◆ **Problems**:
**a.** Answer from the passage on socio-technical systems theory:
(i) Which two subsystems does an organization's internal environment have?
(ii) What does the technical subsystem consist of?
(iii) What is job satisfaction based on?
**b.** Extend the passage on socio-technical systems theory, picking up after its final sentence.

Method: Socio-technical systems theory is based on two underlying assumptions: (a) organizational performance can be improved by allowing lower level employees to assume more responsibility for their efforts, and (b) employees will become more responsible and self-directed as their positions offer opportunities to fulfill important psychological needs, such as learning, growth, self-esteem and significance in their working lives. An organization's internal environment has social and technical subsystems, as well as physical design and work settings, which act together to influence and produce the intended outcome (product or service). The social subsystem is comprised of the people who work in the organization and the relationships among them, whereas the technical subsystem of an organization consists of the tools, techniques, procedures, skills, knowledge, and devices used by members of the social subsystem to accomplish tasks of the organization. The major objective of the STS theory approach to organizational change is to optimize jointly the organizational goals and the needs of the employees—an approach significantly different from job satisfaction, which is based on employees’ likes and dislikes, a function of personality which employers can do little to change.

Rows from a pointing dataset
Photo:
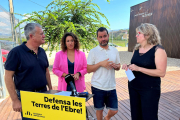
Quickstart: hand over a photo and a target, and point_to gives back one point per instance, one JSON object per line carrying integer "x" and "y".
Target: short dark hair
{"x": 63, "y": 41}
{"x": 30, "y": 29}
{"x": 101, "y": 29}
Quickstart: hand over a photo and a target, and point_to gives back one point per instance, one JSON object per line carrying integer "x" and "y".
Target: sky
{"x": 117, "y": 11}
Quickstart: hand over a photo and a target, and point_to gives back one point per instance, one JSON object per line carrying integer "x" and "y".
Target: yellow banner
{"x": 52, "y": 107}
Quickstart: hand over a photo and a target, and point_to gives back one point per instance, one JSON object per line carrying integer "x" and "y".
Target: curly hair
{"x": 63, "y": 41}
{"x": 149, "y": 30}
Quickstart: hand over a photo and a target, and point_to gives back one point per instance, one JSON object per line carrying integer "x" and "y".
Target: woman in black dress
{"x": 148, "y": 64}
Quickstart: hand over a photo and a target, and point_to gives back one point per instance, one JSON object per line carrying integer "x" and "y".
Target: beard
{"x": 105, "y": 42}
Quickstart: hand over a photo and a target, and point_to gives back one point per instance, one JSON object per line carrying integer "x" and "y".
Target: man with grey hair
{"x": 26, "y": 67}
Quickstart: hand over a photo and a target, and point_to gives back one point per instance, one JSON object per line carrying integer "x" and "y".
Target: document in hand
{"x": 130, "y": 75}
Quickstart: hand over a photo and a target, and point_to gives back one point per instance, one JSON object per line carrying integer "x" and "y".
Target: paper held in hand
{"x": 130, "y": 75}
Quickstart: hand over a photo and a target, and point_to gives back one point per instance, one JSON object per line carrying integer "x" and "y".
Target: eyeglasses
{"x": 138, "y": 33}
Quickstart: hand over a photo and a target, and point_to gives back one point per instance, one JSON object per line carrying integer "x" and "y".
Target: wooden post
{"x": 11, "y": 10}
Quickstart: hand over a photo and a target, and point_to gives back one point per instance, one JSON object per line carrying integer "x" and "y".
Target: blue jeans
{"x": 19, "y": 97}
{"x": 102, "y": 98}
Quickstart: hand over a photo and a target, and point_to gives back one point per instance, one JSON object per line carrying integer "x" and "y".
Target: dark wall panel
{"x": 165, "y": 14}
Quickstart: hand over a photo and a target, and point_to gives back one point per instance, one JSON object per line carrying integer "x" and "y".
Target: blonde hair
{"x": 149, "y": 30}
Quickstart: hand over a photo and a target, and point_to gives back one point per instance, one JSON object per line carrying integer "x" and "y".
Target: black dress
{"x": 144, "y": 90}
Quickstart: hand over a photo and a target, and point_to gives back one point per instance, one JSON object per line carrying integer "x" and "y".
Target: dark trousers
{"x": 144, "y": 103}
{"x": 19, "y": 97}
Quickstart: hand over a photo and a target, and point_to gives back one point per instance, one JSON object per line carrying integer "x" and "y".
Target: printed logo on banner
{"x": 47, "y": 106}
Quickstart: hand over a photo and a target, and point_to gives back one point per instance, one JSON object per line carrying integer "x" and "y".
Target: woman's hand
{"x": 134, "y": 67}
{"x": 75, "y": 76}
{"x": 125, "y": 67}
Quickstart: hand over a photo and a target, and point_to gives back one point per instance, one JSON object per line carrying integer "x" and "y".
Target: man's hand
{"x": 17, "y": 105}
{"x": 75, "y": 76}
{"x": 106, "y": 64}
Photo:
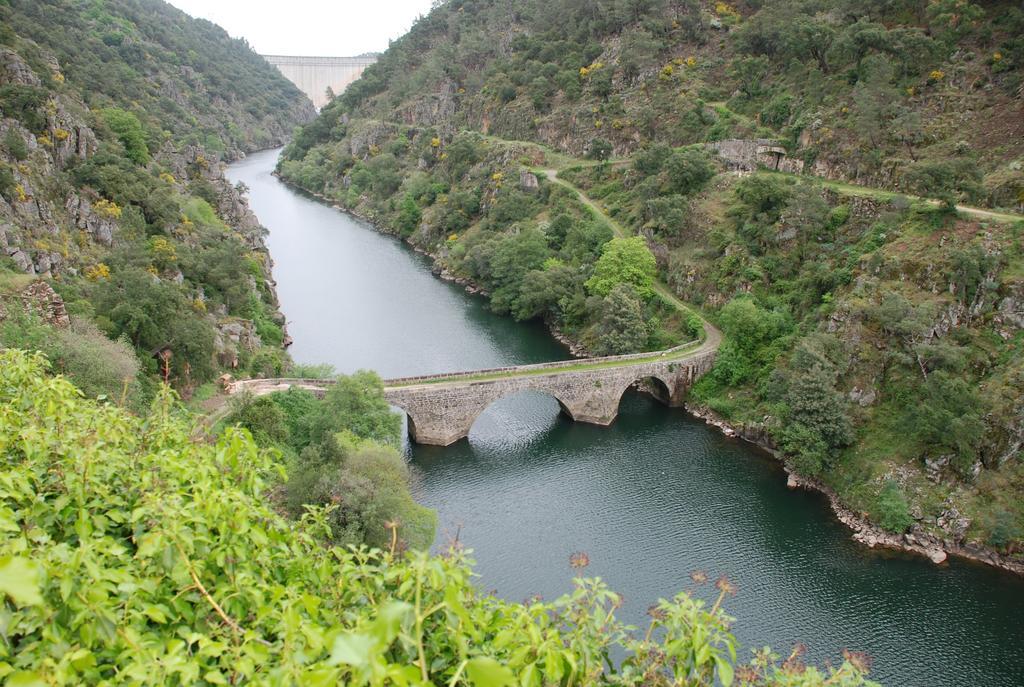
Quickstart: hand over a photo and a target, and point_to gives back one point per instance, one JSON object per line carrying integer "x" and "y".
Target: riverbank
{"x": 576, "y": 348}
{"x": 864, "y": 531}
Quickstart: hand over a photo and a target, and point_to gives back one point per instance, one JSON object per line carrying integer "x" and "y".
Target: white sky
{"x": 322, "y": 28}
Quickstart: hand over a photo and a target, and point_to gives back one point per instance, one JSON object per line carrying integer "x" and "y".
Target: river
{"x": 650, "y": 500}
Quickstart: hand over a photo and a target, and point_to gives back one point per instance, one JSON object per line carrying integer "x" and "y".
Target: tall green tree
{"x": 624, "y": 261}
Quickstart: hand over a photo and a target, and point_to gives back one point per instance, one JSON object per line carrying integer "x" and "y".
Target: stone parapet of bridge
{"x": 441, "y": 409}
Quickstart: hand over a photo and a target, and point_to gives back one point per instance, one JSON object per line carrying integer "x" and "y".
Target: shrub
{"x": 129, "y": 131}
{"x": 15, "y": 144}
{"x": 891, "y": 509}
{"x": 600, "y": 148}
{"x": 167, "y": 532}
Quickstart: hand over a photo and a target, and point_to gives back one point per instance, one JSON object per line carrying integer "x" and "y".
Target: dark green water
{"x": 650, "y": 499}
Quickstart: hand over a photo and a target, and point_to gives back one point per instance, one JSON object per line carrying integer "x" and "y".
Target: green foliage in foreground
{"x": 342, "y": 453}
{"x": 132, "y": 554}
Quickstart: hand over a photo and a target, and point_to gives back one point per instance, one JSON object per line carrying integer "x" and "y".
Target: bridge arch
{"x": 517, "y": 402}
{"x": 652, "y": 385}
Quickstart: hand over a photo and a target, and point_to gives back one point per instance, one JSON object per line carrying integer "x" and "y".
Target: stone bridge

◆ **Task answers**:
**a.**
(i) Social and technical subsystems.
(ii) The tools, techniques, procedures, skills, knowledge, and devices that members of the social subsystem use to accomplish the organization's tasks.
(iii) Employees' likes and dislikes.

**b.**
The network of relationships defined by STS theory and prior conceptualizations of QNWL implicitly define and identify characteristics of a quality work environment as defined by nurses for nurses (Attridge & Callahan, 1990). Leading to quality of nursing work life begins by being defined as the degree to which registered nurses are able to satisfy important personal needs through their experiences in their work organization while achieving the organization's goals (Brooks, 2001). The four dimensions that underlie QNWL are: 1) work life-homelife; 2) work design; 3) work context; and 4) work world (Baumann & O’Brien-Pallas, 1993; O’Brien-Pallas, Baumann, & Villeneuve, 1994).

Methods: These dimensions along with a synthesis of empirical referents gleaned from prior work resulted in the development of Brooks’ Quality of Nursing Worklife Survey. The survey has now been used in 30 countries and translated into five languages.

Results: This session will review the origins of the survey.

Conclusion: A number of Human Resources strategies can be used to improve the quality of nursing worklife in select countries.